**Set task:** Please count the lines in the records below that contain the string "vegetation", matching case exactly, and give only that number.

* Begin Rows *

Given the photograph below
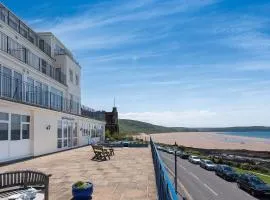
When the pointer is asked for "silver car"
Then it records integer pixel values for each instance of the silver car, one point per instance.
(208, 164)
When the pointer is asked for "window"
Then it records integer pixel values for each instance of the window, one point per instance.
(3, 131)
(30, 90)
(45, 95)
(17, 86)
(4, 14)
(25, 118)
(25, 131)
(4, 116)
(6, 84)
(38, 91)
(23, 30)
(13, 22)
(3, 42)
(77, 79)
(43, 66)
(15, 127)
(56, 99)
(71, 75)
(32, 60)
(16, 50)
(59, 134)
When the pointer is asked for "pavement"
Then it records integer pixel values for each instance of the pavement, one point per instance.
(128, 175)
(199, 184)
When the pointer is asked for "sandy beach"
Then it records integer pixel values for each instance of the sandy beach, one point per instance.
(210, 140)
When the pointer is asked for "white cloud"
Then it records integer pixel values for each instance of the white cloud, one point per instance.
(184, 118)
(225, 117)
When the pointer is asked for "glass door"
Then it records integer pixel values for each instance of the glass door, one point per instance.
(67, 134)
(70, 129)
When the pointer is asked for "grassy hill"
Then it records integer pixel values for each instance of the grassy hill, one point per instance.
(133, 126)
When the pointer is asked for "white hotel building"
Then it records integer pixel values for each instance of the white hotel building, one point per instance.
(40, 94)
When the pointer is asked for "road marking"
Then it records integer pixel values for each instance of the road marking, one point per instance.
(196, 177)
(183, 167)
(210, 189)
(181, 185)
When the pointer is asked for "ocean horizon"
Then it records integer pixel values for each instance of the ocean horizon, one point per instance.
(253, 134)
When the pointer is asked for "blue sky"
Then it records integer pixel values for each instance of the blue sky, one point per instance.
(190, 63)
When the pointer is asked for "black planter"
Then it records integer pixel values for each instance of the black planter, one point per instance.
(82, 193)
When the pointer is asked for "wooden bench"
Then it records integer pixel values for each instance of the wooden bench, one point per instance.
(100, 153)
(111, 151)
(20, 180)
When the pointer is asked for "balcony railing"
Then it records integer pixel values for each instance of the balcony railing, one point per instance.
(93, 114)
(165, 188)
(17, 25)
(26, 56)
(14, 89)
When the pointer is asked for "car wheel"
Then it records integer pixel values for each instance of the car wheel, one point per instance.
(239, 185)
(253, 193)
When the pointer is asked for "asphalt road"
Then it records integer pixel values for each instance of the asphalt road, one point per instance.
(199, 184)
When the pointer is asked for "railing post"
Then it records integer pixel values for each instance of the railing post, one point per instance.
(175, 171)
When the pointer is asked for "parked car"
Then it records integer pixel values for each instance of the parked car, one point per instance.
(194, 159)
(208, 164)
(226, 172)
(184, 155)
(253, 184)
(170, 151)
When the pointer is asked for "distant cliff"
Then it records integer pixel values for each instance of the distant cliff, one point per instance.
(133, 126)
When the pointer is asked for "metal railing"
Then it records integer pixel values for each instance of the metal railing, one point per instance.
(14, 89)
(93, 114)
(165, 188)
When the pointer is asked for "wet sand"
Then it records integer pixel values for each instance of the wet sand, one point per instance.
(209, 140)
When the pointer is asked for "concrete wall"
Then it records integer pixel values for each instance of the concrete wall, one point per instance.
(42, 140)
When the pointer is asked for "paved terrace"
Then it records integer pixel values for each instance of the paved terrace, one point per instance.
(128, 175)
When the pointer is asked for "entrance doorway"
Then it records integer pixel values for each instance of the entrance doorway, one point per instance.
(67, 134)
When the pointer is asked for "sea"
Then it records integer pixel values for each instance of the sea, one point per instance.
(254, 134)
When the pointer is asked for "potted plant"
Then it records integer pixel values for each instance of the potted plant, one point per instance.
(82, 190)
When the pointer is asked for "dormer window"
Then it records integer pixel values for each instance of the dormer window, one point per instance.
(71, 76)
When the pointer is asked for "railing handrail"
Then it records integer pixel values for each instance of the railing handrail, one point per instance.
(163, 180)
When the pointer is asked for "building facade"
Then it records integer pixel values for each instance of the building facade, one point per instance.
(111, 119)
(40, 94)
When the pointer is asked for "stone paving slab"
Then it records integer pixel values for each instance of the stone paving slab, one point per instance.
(129, 175)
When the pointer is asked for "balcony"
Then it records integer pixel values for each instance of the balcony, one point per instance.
(16, 90)
(93, 114)
(26, 56)
(12, 21)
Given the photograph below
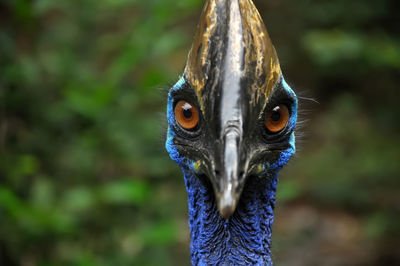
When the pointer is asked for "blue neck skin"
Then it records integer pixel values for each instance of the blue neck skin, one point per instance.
(242, 239)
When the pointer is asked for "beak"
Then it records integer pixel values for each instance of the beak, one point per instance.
(232, 68)
(230, 185)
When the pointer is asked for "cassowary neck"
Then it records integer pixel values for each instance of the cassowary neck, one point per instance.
(245, 237)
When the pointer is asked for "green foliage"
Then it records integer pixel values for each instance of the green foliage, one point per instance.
(84, 178)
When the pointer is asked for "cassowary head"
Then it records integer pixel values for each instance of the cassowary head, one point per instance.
(231, 115)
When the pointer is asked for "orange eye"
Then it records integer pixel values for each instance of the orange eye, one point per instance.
(277, 118)
(186, 114)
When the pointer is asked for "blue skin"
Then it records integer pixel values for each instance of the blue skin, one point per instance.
(245, 237)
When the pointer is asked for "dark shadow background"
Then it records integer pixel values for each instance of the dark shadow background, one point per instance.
(85, 180)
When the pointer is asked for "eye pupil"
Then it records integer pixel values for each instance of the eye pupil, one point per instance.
(275, 116)
(187, 113)
(277, 119)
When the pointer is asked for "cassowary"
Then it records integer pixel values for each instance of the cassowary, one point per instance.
(231, 120)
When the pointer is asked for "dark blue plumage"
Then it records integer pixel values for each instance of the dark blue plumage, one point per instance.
(231, 184)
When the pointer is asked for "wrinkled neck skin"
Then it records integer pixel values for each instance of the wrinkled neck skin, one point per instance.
(242, 239)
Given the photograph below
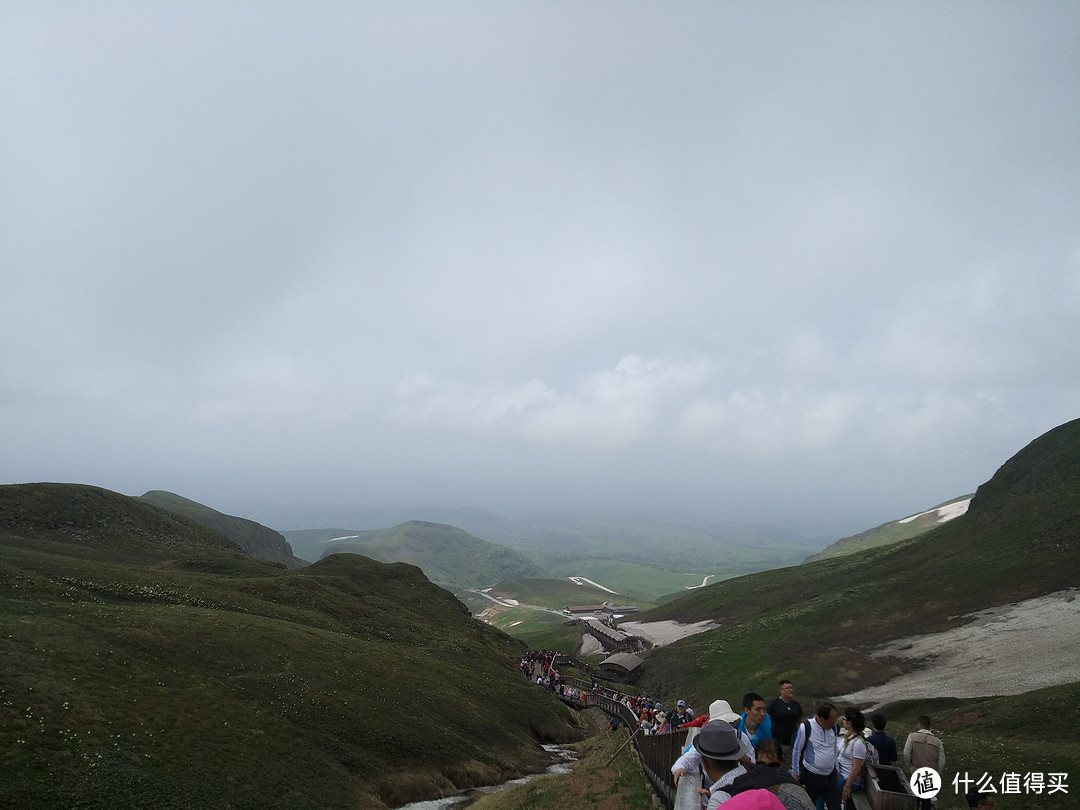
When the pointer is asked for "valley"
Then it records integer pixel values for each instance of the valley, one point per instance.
(147, 644)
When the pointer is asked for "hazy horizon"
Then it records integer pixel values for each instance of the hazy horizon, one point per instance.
(742, 261)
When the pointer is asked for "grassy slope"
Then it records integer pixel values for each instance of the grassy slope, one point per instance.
(886, 534)
(815, 623)
(252, 537)
(147, 663)
(446, 554)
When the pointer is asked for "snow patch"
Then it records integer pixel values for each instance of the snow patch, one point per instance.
(667, 632)
(582, 581)
(945, 513)
(1003, 650)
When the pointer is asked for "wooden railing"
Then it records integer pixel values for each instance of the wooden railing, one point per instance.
(657, 753)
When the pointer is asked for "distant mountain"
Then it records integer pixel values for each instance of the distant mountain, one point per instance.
(446, 554)
(254, 538)
(896, 530)
(149, 662)
(817, 623)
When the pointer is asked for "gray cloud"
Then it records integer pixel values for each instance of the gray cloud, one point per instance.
(742, 259)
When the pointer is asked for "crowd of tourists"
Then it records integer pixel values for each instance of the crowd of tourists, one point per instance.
(771, 753)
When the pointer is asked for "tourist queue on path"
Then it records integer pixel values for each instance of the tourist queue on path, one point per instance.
(741, 756)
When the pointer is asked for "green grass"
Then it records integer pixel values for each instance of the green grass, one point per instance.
(176, 672)
(603, 777)
(446, 554)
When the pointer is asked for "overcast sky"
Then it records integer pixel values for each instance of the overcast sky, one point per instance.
(747, 260)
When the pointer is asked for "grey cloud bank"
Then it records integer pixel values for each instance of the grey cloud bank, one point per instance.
(744, 260)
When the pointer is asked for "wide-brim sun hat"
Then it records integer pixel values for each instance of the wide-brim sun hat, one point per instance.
(718, 740)
(759, 799)
(720, 710)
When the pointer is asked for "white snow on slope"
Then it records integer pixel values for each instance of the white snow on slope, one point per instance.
(1003, 650)
(945, 513)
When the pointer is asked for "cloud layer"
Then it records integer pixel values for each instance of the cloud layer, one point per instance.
(734, 259)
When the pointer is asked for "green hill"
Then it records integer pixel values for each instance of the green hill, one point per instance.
(147, 662)
(446, 554)
(252, 537)
(894, 530)
(818, 623)
(1020, 539)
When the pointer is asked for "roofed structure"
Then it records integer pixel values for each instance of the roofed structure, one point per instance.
(621, 665)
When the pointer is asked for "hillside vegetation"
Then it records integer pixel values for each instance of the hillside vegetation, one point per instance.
(817, 623)
(148, 662)
(893, 531)
(252, 537)
(446, 554)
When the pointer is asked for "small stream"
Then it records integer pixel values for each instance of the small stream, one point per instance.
(467, 797)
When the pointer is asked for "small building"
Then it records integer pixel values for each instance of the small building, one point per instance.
(583, 609)
(621, 665)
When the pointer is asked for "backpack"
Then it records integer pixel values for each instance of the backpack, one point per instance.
(872, 753)
(806, 741)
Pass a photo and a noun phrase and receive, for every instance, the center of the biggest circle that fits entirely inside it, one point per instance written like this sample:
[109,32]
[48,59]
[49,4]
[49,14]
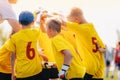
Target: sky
[104,14]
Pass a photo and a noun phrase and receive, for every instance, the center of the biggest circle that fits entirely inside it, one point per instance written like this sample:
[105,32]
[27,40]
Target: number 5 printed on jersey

* End Rows *

**Solution to this task:** 2